## Exercise directions
Copy every one of the entries below word for word, keeping each line in its original order.

## Supplied records
□ □ □ □ □

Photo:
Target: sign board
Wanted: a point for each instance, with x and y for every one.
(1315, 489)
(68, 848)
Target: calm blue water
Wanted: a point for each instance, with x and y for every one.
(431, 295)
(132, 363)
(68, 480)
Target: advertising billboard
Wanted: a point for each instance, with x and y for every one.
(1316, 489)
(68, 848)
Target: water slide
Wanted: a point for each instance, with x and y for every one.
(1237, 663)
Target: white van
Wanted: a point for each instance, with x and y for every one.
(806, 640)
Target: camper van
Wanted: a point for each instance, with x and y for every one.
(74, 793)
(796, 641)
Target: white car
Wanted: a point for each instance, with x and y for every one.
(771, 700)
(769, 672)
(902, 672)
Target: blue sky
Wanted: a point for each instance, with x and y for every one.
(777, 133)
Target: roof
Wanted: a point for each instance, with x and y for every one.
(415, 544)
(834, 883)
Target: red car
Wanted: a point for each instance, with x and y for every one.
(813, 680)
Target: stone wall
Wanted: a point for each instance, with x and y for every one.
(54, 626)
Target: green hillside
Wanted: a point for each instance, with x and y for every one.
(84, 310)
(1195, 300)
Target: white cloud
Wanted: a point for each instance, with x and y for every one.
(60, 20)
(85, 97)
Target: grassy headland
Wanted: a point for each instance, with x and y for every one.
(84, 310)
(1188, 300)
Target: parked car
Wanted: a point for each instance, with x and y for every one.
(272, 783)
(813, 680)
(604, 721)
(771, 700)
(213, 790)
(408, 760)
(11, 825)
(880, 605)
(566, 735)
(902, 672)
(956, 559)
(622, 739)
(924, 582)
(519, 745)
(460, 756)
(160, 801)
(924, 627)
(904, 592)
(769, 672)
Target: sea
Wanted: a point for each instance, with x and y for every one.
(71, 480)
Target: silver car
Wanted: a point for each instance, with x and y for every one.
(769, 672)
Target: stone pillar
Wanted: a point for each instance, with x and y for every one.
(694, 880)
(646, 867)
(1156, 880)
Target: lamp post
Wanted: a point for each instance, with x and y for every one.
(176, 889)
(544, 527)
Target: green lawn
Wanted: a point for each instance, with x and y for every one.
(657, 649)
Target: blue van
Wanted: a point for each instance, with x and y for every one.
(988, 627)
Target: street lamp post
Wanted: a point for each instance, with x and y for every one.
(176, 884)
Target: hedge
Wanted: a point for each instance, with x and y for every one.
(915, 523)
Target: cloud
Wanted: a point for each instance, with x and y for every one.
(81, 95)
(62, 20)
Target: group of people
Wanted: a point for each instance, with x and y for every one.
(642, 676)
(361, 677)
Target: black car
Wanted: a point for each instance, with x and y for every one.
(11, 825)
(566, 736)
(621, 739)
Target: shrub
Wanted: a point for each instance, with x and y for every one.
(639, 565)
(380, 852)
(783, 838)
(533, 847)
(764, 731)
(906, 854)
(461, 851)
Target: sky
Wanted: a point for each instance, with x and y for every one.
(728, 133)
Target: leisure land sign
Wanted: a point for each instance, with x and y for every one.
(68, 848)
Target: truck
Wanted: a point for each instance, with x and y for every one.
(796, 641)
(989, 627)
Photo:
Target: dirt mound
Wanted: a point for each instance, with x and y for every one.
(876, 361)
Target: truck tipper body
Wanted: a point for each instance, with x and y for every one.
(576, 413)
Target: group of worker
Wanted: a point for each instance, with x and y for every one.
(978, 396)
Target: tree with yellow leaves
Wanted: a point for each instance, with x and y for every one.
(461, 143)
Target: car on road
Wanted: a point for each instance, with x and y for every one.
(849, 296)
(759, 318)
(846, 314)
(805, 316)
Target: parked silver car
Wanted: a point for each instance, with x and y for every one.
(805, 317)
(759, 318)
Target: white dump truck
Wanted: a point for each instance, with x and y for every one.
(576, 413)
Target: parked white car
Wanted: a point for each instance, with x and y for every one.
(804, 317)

□ □ □ □ □

## Solution
Photo:
Target: sign board
Wanted: a point for each instance, with x and y for every one.
(1315, 489)
(68, 848)
Target: calm blue water
Wanted: a point for each instance, with x and y for every one.
(431, 295)
(132, 363)
(68, 480)
Target: advertising billboard
Wanted: a point for each instance, with x and y for every one.
(1316, 489)
(68, 848)
Target: water slide
Wanted: a point for each instance, with x and y for every one.
(1237, 663)
Target: white van
Wanted: a point for each instance, with x and y for every one.
(806, 640)
Target: camper van
Wanted: a point for each instance, with x and y for every one.
(74, 793)
(796, 641)
Target: white car
Wanted: a point for each instance, with x and y for every one.
(771, 700)
(769, 672)
(902, 672)
Target: blue sky
Wanted: a point for each instance, with x and y for every one.
(777, 133)
Target: roof
Wanted: a point for each instance, with x and y for every one.
(415, 544)
(834, 883)
Target: red car
Wanted: a point for each instance, with x and y for every one.
(813, 680)
Target: stone wall
Wanted: a point for each instance, with x and y for every one.
(54, 626)
Target: green hillside
Wanted: a point for each instance, with x and y for every one.
(84, 310)
(1195, 300)
Target: white cloud
Wanted: a point for each instance, with x and y for every one.
(60, 20)
(85, 97)
Target: grassy headland
Wanted: a point for each instance, with x and y for every one.
(84, 310)
(1188, 300)
Target: parked car
Wanted: a point for each instance, with x and y for every one.
(272, 783)
(813, 680)
(604, 721)
(771, 700)
(213, 790)
(408, 760)
(11, 825)
(880, 605)
(566, 735)
(902, 672)
(956, 559)
(622, 739)
(924, 582)
(519, 745)
(460, 756)
(160, 801)
(924, 627)
(904, 592)
(769, 672)
Target: sea
Wanted: a point for each instance, with x and y for every one.
(71, 480)
Target: silver car
Wanted: a point for each instance, with x and y for every one.
(769, 672)
Target: stone pillar
Wanted: a point for each instance, with x and y for every one.
(694, 880)
(646, 867)
(1156, 880)
Target: lamp post
Wanted: a point for each instance, with x and y for every one.
(176, 889)
(544, 527)
Target: green lawn
Wanted: a point for each instance, with x and y for every one.
(657, 649)
Target: blue van
Wanted: a point for each instance, with x and y for every one.
(988, 627)
Target: street lamp post
Wanted: a point for each instance, with x and y for every one.
(176, 884)
Target: hedge
Wanted: a point for each instance, with x and y for every one.
(915, 523)
Target: cloud
Wanted: a point for each instance, with x and y for every one.
(81, 95)
(62, 20)
Target: group of people
Wanted: a point for each instance, with x and y for every one.
(642, 676)
(361, 677)
Target: black car
Wanted: a point for each instance, with x and y for every one.
(11, 825)
(566, 736)
(621, 739)
Target: shrub
Wanted: a point for each instance, with x and y for every one.
(639, 565)
(380, 852)
(783, 838)
(533, 847)
(764, 731)
(906, 854)
(461, 851)
Target: sky
Wanted: a point for each instance, with x and y for every one.
(728, 133)
Target: leisure land sign
Wanted: a point for each instance, with x and y for every one.
(68, 848)
Target: truck
Wanted: a point for each instance, with x and y for every one.
(796, 641)
(989, 627)
Photo:
Target: dirt mound
Wanted: a point for each instance, with x and y for every one.
(876, 361)
Target: truck tipper body
Wanted: a point for each instance, with x and y for every one.
(576, 413)
Target: group of worker
Wanted: a point for each instance, with x and y for every one.
(978, 396)
Target: tree with yellow leaves
Wanted: a point for each instance, with x and y for every one.
(461, 143)
Target: car on road
Wanted: a point for each instance, with x and y for every one.
(849, 296)
(759, 318)
(846, 314)
(805, 316)
Target: parked silver car
Wanted: a point for each instance, with x and y for every one.
(805, 317)
(759, 318)
Target: white dump truck
Wanted: a point for each instance, with x and y for every one.
(576, 413)
Target: parked white car
Wanted: a point for each instance, with x and y for every one.
(804, 317)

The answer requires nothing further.